COMPLETE O SEGUINTE:
(A) No texto sobre o absurdo da vida humana, quais são as três coisas em torno das quais giram as vidas dos demais organismos da Terra, segundo o trecho citado de A Conspiração contra a Raça Humana?
(B) Por favor, dê continuidade ao texto sobre o absurdo da vida humana a partir do ponto em que ele termina.

TEXTO DE ORIGEM:
***
Segundo essa turma de pensadores, que eu jamais convidaria para animar uma festa, do ponto de vista de uma mente que procura sentido, que é capaz de conceber outras possibilidades e de sonhar até com o impossível, a vida nada mais é que um absurdo, uma espécie de condenação.

E a prova do quão profundamente esse absurdo nos abala e nos converte em organismos defeituosos é que somos capazes de fazer o que nenhum outro organismo do mundo sequer sonha em fazer, somos capazes de cometer o único pecado, o único crime da Mãe Natureza — ela, que perdoa absolutamente todos os outros crimes e pecados cometidos por seus filhos: somos capazes de cometer suicídio.

Ligotti resume bem essa perspectiva de que seríamos um erro da natureza no seguinte trecho de A Conspiração contra a Raça Humana (a tradução é minha):

“Para o restante dos organismos do planeta Terra, a existência é relativamente simples. Suas vidas giram em torno de três coisas: sobrevivência, reprodução e morte — e nada mais.

Mas nós, humanos, sabemos demais para nos contentar com sobreviver, reproduzir e morrer — e nada mais. Nós também sabemos que iremos sofrer durante nossas vidas mesmo antes de enfrentar o sofrimento (lento ou rápido) que provavelmente vamos vivenciar quando chegar o momento da morte.

Este é o conhecimento de que “desfrutamos” na posição de organismos mais inteligentes a brotar do seio da mãe natureza. E, sendo dessa forma, nós nos sentimos trapaceados se não houver nada mais para nós do que sobreviver, reproduzir e morrer. Queremos que exista algo mais do que isso, ou gostamos de pensar que existe.
***
REGISTROS EXTRAÍDOS:

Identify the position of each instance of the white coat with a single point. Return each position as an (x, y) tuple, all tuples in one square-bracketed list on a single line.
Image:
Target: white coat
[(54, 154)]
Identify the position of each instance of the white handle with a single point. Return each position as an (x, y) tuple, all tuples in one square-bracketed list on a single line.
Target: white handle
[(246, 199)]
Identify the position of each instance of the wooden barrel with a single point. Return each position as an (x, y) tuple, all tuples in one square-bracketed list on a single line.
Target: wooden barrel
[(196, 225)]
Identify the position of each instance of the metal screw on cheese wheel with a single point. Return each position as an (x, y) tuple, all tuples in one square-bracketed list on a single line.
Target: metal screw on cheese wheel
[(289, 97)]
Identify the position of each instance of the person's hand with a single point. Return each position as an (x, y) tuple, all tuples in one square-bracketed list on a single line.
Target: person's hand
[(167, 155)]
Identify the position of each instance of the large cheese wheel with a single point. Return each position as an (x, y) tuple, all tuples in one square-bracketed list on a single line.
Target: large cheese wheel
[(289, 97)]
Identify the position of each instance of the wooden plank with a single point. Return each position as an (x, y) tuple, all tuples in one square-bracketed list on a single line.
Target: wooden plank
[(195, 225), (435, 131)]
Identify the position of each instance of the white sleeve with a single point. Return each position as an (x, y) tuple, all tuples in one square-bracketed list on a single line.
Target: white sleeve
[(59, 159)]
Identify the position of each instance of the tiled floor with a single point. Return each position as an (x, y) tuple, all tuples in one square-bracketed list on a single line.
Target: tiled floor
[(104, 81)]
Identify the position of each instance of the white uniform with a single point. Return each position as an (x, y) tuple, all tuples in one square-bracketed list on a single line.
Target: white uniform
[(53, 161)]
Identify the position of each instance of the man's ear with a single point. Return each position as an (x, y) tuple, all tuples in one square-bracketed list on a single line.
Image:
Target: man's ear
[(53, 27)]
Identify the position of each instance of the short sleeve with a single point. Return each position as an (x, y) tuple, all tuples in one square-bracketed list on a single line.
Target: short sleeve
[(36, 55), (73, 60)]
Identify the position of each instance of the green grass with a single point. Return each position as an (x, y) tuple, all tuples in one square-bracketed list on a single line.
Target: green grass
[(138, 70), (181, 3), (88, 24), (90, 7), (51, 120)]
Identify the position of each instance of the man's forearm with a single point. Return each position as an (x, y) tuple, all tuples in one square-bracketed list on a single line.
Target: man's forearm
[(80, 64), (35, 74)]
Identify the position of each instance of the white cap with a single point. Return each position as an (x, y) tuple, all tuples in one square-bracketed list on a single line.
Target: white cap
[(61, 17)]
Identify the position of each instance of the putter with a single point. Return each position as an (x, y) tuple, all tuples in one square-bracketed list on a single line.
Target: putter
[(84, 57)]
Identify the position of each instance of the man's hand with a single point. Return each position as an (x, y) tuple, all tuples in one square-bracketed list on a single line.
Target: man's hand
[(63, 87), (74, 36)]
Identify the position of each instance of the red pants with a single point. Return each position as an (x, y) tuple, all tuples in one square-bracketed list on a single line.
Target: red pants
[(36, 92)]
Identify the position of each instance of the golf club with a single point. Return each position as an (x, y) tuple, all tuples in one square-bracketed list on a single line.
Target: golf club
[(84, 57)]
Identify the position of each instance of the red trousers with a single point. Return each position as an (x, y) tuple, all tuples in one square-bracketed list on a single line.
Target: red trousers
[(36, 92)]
***
RESPOSTAS POR TAREFA:
(A) Sobrevivência, reprodução e morte.

(B)
Essa é a tragédia: a consciência nos forçou a ficar na paradoxal posição de nos esforçar a permanecer inconscientes sobre quem somos — nacos de carne em decomposição envolvendo ossos que se desintegrarão.”

Embora o filósofo existencialista Albert Camus não se filie aos pessimistas que flertam com a condenação da raça humana, só conseguiu afirmar a vontade de viver após enfrentar com honestidade uma questão delicada: diante de uma vida absurda, a única opção lógica não seria o suicídio? Camus ousou enfrentar essa pergunta e concluiu pela afirmação da vida. Teremos coragem, leitor, de enfrentá-la como Camus?

Vamos adiante, em direção à noite escura, de mãos virtualmente dadas, se necessário.

3. Meia-noite: a mentira é nossa vocação?

“Veja, temos dentro de nós o que chamo de armadilha da vida, esta certeza enraizada em nossos genes de que as coisas serão diferentes conosco, de que você mudará para outra cidade, conhecerá pessoas que se tornarão seus amigos pelo resto da vida, de que se apaixonará e se sentirá completo.”

Se essas outras palavras do personagem Rustin Cohle expressarem a verdade sobre a natureza humana, então a única força que nos faz seguir vivendo é uma espécie de programação genética que nos induz a ter esperanças, por mais que os fatos contradigam firmemente e reiteradamente nossas melhores esperanças.

Seria uma mecanismo simples, ainda que terrível, inserido dentro de cada indivíduo, iludindo-o, impedindo que ele cogite o suicídio.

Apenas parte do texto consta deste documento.